--- begin ---

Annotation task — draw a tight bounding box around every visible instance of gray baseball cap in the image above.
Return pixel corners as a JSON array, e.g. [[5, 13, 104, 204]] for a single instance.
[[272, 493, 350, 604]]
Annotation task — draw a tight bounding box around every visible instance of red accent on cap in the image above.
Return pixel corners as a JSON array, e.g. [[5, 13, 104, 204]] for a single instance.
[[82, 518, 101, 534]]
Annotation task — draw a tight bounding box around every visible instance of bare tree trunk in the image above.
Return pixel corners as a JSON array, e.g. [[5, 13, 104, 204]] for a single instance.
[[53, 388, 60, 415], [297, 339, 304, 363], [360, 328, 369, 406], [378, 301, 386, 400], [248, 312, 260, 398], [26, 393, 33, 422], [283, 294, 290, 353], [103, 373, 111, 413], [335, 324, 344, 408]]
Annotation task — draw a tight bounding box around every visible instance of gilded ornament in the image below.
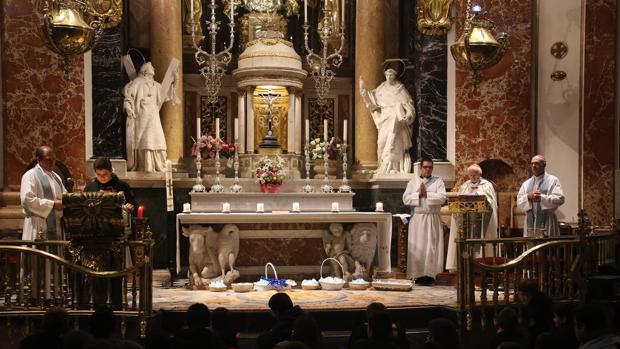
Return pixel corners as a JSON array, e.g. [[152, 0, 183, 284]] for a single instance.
[[416, 0, 453, 35]]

--- end ---

▶ _Stated exercise_
Express every line of the listing above as a JSON list of strings, one string per line, with blank lines dropped and the pictures left out.

▶ _Written response_
[
  "Annotation task — draw a tight bounding box around every visible instance of gray baseball cap in the image above.",
  "Return pixel corners as a JSON array, e.g. [[5, 13, 104, 204]] for a single instance.",
  "[[272, 493, 350, 604]]",
  "Annotation task — draw a tight bounding box around every visible instance of red accent on cap in the image above.",
  "Return pixel corners as a JSON array, e.g. [[5, 13, 104, 204]] for a single instance.",
  "[[82, 518, 101, 534]]",
  "Annotation task — draw a tight bounding box around every visible instance of bare tree trunk in the image above.",
  "Return pixel corners as a JSON array, e.g. [[5, 13, 104, 204]] for a single instance.",
  "[[53, 388, 60, 415], [297, 339, 304, 363], [360, 328, 369, 406], [378, 301, 386, 400], [248, 312, 260, 398], [26, 393, 33, 422], [283, 294, 290, 353], [103, 373, 111, 413], [335, 324, 344, 408]]",
  "Annotation task — draw a tight bounding box around every visible instance of gilded ornament in the image below.",
  "Return pixel corners as a JSON array, e.g. [[152, 0, 183, 284]] for a single instance.",
  "[[416, 0, 453, 35]]"
]